* YOUR INSTRUCTIONS
Copy each of the lines below word for word, with every coordinate pair in its original order.

* DATA FOR PROCESSING

— BEGIN —

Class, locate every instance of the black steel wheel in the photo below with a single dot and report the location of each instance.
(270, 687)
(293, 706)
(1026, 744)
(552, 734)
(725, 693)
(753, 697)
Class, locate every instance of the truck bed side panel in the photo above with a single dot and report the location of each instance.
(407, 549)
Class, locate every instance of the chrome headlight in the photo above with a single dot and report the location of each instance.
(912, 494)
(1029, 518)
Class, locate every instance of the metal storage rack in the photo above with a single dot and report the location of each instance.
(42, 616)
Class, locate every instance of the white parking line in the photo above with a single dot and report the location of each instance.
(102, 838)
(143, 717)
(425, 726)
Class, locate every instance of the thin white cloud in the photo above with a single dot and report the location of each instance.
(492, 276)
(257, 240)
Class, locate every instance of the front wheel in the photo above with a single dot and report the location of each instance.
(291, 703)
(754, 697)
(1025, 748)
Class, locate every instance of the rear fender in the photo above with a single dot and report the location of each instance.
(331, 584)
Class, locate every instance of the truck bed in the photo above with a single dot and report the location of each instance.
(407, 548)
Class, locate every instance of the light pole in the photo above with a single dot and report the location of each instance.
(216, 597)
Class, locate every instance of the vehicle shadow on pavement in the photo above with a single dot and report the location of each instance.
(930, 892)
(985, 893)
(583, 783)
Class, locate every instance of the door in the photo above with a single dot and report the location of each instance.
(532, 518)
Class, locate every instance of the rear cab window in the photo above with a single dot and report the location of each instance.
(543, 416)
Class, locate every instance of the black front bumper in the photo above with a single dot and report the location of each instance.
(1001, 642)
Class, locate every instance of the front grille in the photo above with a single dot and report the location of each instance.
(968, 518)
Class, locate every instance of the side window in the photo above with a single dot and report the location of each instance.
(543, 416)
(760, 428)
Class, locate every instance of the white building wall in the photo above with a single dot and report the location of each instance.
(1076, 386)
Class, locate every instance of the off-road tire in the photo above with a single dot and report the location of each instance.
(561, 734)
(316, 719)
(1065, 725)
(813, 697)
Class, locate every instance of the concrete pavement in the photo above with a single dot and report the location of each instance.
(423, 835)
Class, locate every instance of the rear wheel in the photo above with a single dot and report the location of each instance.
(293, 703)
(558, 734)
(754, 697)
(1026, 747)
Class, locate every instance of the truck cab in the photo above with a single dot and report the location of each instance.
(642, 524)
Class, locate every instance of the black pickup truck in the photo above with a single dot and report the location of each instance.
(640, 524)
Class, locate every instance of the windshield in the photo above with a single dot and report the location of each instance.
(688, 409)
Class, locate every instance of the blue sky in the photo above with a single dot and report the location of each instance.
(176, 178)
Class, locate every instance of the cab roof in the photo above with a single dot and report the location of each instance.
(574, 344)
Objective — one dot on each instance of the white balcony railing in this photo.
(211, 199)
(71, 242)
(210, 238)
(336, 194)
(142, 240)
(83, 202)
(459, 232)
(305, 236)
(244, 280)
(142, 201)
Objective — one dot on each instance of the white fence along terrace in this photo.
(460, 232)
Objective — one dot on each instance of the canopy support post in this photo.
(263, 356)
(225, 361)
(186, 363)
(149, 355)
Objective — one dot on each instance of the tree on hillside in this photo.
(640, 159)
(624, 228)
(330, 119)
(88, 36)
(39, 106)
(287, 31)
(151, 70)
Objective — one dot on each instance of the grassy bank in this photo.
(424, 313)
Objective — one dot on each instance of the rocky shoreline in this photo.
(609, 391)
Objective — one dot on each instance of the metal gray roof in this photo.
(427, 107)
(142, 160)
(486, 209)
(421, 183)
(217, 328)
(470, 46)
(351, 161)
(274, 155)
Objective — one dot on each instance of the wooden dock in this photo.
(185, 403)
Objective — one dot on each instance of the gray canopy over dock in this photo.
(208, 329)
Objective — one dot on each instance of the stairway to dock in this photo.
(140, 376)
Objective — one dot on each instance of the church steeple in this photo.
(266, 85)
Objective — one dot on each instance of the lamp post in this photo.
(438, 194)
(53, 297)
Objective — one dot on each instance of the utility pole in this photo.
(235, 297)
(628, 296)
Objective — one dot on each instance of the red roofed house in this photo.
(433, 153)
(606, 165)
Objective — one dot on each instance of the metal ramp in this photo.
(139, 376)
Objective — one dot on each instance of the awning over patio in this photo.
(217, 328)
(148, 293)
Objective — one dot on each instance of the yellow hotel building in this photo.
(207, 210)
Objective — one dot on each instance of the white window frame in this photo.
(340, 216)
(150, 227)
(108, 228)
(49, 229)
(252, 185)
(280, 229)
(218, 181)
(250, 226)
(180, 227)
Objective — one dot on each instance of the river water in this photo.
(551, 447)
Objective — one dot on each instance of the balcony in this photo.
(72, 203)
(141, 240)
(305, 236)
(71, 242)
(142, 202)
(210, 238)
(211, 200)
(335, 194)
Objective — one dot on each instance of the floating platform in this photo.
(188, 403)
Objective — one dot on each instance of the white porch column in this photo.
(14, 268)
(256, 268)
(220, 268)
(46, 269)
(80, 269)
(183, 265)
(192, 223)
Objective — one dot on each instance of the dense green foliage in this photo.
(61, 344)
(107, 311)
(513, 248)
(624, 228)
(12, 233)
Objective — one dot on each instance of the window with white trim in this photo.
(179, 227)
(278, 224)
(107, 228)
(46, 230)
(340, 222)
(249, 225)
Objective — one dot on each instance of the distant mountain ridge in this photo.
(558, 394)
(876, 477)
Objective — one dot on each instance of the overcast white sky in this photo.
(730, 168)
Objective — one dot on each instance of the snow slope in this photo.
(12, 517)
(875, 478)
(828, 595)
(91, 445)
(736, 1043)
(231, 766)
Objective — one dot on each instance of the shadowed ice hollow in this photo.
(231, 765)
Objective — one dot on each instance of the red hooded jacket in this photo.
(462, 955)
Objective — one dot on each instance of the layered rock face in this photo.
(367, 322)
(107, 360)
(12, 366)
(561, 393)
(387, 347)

— END —

* THE OUTPUT
Class, locate every instance of the black steel wheel in the photo below with a single dot and report the location of each instance.
(270, 687)
(293, 706)
(1026, 744)
(552, 734)
(725, 693)
(753, 697)
Class, locate every instance of the truck bed side panel in the photo above with a single dot and report the location of each instance.
(407, 549)
Class, locate every instance of the chrome headlight in the photo above with a single dot and report the location of each instance.
(912, 494)
(1029, 518)
Class, locate every instance of the metal storage rack in the photo above with a single dot and report the location of each instance.
(42, 616)
Class, locate every instance of the white parking line in the photo above with a single dot and report the location of each instance.
(102, 838)
(143, 717)
(425, 726)
Class, locate every instance of the thin white cloud in the photo above with a single dot and report the location of each instance.
(492, 276)
(257, 240)
Class, locate every instance of the front wheel in the photo above with a single dot and report the location of each instance.
(291, 703)
(754, 697)
(1025, 748)
Class, locate every instance of the rear fender in the photo above with a single dot and report the location of each instance.
(331, 584)
Class, locate every instance of the truck bed in the photo above with a single dot and report the location of each instance.
(407, 548)
Class, locate every instance of the light pole in the photo above with a single dot and report the location of each instance.
(216, 597)
Class, locate every instance of the vehicle shadow on pavement in the photo above with a single dot and report the location of each instance.
(930, 892)
(985, 893)
(583, 783)
Class, locate every instance of the door in the photo above with a single dot and report the location of each instance.
(532, 518)
Class, locate every instance of the rear cab window in the photo above with a single dot and report the location of each instance.
(543, 416)
Class, locate every instance of the black front bumper in the photo above with a single dot and report the location of each instance.
(1001, 642)
Class, locate every instance of the front grille in the photo above with a single dot and report the location of each instance.
(968, 518)
Class, locate every instance of the side window in the photo above with a single dot and report the location of each instance.
(543, 416)
(760, 428)
Class, locate every instance of the white building wall in the photo above with a single dot and report the location of each instance.
(1076, 386)
Class, locate every instance of the off-road tire in the photo above with a single dot and report the location of each instance.
(561, 734)
(316, 719)
(1065, 725)
(813, 697)
Class, locate every instance of the concrete pavement in the photo above with a single dot and report the location of each instance.
(423, 835)
Class, locate every instance of the rear wheel in the photo above with a single dot and report the location of each instance.
(293, 703)
(558, 734)
(754, 697)
(1026, 747)
Class, locate every instance of the truck cab in the photo above with a single dot and report the location of each instance.
(642, 524)
Class, locate every instance of the black pickup truck in the photo above with a single dot and report the location of each instance.
(640, 524)
Class, locate every instance of the windshield in the photo above with a single dot and report the location of each instance.
(688, 409)
Class, locate every instance of the blue sky in the photo above with a single dot and report the location of each instance.
(176, 178)
Class, locate every instance of the cab roof in the photo above with a single dot and report the location of each instance.
(574, 344)
Objective — one dot on each instance of the white balcony railing in this photo.
(211, 199)
(71, 242)
(210, 238)
(336, 194)
(142, 240)
(83, 202)
(459, 232)
(305, 236)
(244, 280)
(142, 201)
Objective — one dot on each instance of the white fence along terrace in this photo.
(460, 232)
Objective — one dot on each instance of the canopy support post in this photo.
(263, 356)
(225, 361)
(186, 363)
(149, 355)
Objective — one dot on each instance of the tree on hillside in this photo.
(640, 159)
(624, 228)
(330, 119)
(88, 36)
(39, 106)
(287, 31)
(151, 70)
Objective — one dot on each instance of the grassy bank in this photo.
(424, 313)
Objective — one dot on each instance of the rocky shoreline in this photo.
(609, 391)
Objective — one dot on each instance of the metal gray roof in this photo.
(427, 107)
(142, 160)
(486, 209)
(421, 183)
(217, 328)
(470, 46)
(351, 161)
(274, 155)
Objective — one dot on each instance of the wooden dock in this photo.
(185, 403)
Objective — one dot on each instance of the gray canopy over dock in this photo.
(208, 329)
Objective — one dot on each instance of the stairway to dock in this photo.
(140, 376)
Objective — one dot on each instance of the church steeple in this photo.
(266, 85)
Objective — one dot on each instance of the lamp post in this photo.
(438, 194)
(53, 297)
Objective — one dot on each instance of the utility pole in this photo.
(235, 297)
(628, 296)
Objective — one dot on each instance of the red roofed house in this photo.
(433, 153)
(606, 165)
Objective — one dot on each instance of the metal ramp in this photo.
(139, 376)
Objective — one dot on each instance of the awning over patio in this photo.
(217, 328)
(148, 293)
Objective — one dot on each instance of the yellow hotel building in this photo.
(207, 210)
Objective — one dot on each instance of the white window frame in this photo.
(340, 216)
(150, 227)
(108, 228)
(49, 229)
(252, 185)
(280, 229)
(218, 181)
(250, 226)
(180, 227)
Objective — one dot on each instance of the river water in this photo.
(551, 447)
Objective — one dot on each instance of the balcony in this photo.
(72, 203)
(141, 240)
(305, 236)
(71, 242)
(142, 202)
(210, 238)
(211, 200)
(335, 194)
Objective — one dot on each instance of the floating platform in this photo.
(188, 403)
Objective — one dot on each instance of the white porch column in this photo.
(14, 268)
(256, 268)
(220, 268)
(46, 269)
(80, 269)
(183, 265)
(192, 223)
Objective — one dot on each instance of the dense green foliage in this photo.
(61, 344)
(107, 311)
(513, 248)
(624, 228)
(12, 233)
Objective — one dot on each instance of the window with white trim in this photo.
(179, 227)
(278, 224)
(107, 228)
(46, 230)
(340, 222)
(249, 225)
Objective — one dot on each instance of the distant mountain ridge in this photo.
(558, 394)
(876, 477)
Objective — one dot on each instance of the overcast white sky in this photo.
(730, 168)
Objective — one dot on each instance of the snow slope in this photo.
(12, 517)
(875, 478)
(828, 595)
(91, 445)
(736, 1043)
(231, 766)
Objective — one dot on each instance of the shadowed ice hollow in this photo.
(231, 765)
Objective — one dot on each instance of the red hooded jacket in this photo.
(462, 955)
Objective — one dot on each instance of the layered rock face in this photo.
(367, 322)
(107, 360)
(12, 366)
(561, 393)
(387, 347)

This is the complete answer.